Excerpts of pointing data
______
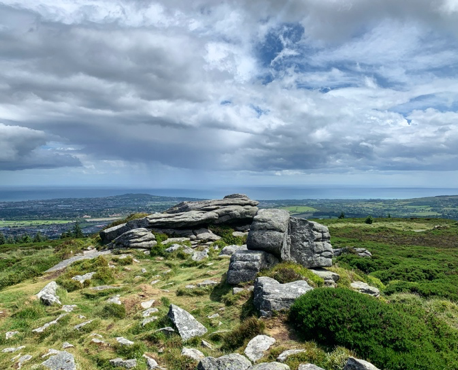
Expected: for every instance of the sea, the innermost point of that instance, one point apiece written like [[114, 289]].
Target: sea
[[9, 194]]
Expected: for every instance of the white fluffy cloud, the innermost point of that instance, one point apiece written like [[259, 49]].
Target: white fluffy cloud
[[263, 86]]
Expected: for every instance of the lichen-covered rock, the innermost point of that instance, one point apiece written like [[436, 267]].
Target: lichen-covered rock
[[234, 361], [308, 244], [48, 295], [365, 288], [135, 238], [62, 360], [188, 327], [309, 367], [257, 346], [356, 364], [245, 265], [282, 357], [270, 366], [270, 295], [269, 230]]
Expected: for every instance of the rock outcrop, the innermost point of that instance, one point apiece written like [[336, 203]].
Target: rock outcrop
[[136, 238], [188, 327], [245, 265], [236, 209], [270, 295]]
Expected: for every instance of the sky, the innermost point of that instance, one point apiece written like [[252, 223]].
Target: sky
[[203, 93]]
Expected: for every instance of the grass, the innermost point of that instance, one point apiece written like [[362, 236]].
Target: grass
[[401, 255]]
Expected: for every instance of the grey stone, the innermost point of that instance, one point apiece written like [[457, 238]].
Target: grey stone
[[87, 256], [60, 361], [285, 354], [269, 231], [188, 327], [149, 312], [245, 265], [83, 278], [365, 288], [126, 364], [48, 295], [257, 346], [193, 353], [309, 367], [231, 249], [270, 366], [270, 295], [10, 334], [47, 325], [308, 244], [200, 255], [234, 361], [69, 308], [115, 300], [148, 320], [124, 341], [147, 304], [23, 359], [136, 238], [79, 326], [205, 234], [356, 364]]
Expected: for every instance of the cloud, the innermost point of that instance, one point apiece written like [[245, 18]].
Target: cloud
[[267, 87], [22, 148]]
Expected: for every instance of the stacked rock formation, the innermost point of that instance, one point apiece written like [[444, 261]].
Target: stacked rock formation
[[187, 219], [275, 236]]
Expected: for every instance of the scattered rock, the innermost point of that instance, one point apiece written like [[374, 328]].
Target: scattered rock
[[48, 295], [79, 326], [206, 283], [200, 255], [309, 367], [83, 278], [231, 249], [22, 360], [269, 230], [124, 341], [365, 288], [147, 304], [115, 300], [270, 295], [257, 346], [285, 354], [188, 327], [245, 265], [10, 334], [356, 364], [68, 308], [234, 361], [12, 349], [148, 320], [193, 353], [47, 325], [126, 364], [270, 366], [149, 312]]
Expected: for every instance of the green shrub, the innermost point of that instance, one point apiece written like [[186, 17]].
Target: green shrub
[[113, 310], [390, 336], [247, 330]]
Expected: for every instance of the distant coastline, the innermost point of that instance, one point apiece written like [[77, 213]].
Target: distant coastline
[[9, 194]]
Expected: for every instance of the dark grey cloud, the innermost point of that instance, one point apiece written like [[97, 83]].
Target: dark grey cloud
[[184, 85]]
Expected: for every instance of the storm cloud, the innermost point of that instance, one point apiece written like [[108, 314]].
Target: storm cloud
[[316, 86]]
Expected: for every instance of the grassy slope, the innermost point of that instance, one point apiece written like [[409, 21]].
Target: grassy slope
______
## Directions
Repeat every line of the records above word for word, leaving out the picture placeholders.

## Task result
Expected: for every instance of the sea, the innermost point of that instance, one point apiece written like [[114, 289]].
Target: sea
[[9, 194]]
Expected: for every instance of the white fluffy cloud, the innermost point of that instance, one point apiece written like [[259, 49]].
Target: white fluffy cloud
[[263, 86]]
Expected: for every instance of the lichen-covered rock, the innermost point of that instance, one point apiece written like [[436, 267]].
Target: lichen-covered rock
[[234, 361], [308, 244], [48, 295], [365, 288], [135, 238], [62, 360], [188, 327], [309, 367], [257, 346], [356, 364], [245, 265], [282, 357], [270, 366], [270, 295], [269, 230]]
Expected: for every instance of the rock outcrop, the innermost point of that instance, one point apiece written like [[336, 203]].
Target: rock outcrop
[[136, 238], [188, 327], [245, 265], [236, 209], [270, 295]]
Expected: for every instance of the sky, the innermost point of that instance, one point apiece written like [[252, 223]].
Target: sky
[[203, 93]]
Expected: for every instance of the grass, the innermost point of that instance, one point apiece written like [[362, 236]].
Target: grass
[[401, 255]]
Expected: for every instance of the grey stone, the innermost point of that instance, one point apiece written like [[457, 238]].
Target: grey stone
[[87, 256], [60, 361], [285, 354], [269, 231], [188, 327], [149, 312], [245, 265], [83, 278], [365, 288], [126, 364], [48, 295], [257, 346], [193, 353], [309, 367], [231, 249], [270, 366], [270, 295], [10, 334], [47, 325], [308, 244], [200, 255], [234, 361], [69, 308], [115, 300], [148, 320], [124, 341], [147, 304], [23, 359], [136, 238], [79, 326], [205, 234], [356, 364]]
Expected: for every instance of the cloud, the innermost point of that instance, one point apiece written like [[245, 18]].
Target: cloud
[[267, 87], [22, 148]]
Expected: for every instance of the stacked rock formation, the innermost point of that instance, one point apiece written like [[444, 261]].
Target: stacked rock formation
[[187, 219], [275, 236]]
Expected: for every instance of the scattered rock, the innermost point of that instance, one point apiece written like [[374, 328]].
Target: scattered rock
[[48, 295], [79, 326], [206, 283], [200, 255], [309, 367], [83, 278], [231, 249], [22, 360], [269, 230], [124, 341], [365, 288], [147, 304], [115, 300], [270, 295], [257, 346], [285, 354], [188, 327], [245, 265], [10, 334], [356, 364], [68, 308], [234, 361], [12, 349], [148, 320], [193, 353], [47, 325], [126, 364], [270, 366], [149, 312]]
Expected: for every instance of the green shrub, the innermost point of that instance, one point apiece written like [[186, 17]].
Target: green shrub
[[113, 310], [390, 336], [247, 330]]
Expected: for every instance of the distant coastline, the innermost point of that instance, one point apiece written like [[77, 213]].
Target: distant coastline
[[9, 194]]
Expected: for every instance of the dark grey cloud, the innermost point of that instance, one point apiece written like [[97, 83]].
Target: dark grey cloud
[[184, 85]]
Expected: for every instance of the storm cloud, the innermost point of that instance, one point apiece written like [[108, 314]].
Target: storm cloud
[[316, 86]]
Expected: for every instance of the grassy slope, the innermost point of that instance, one point apiece written like [[409, 21]].
Target: grassy slope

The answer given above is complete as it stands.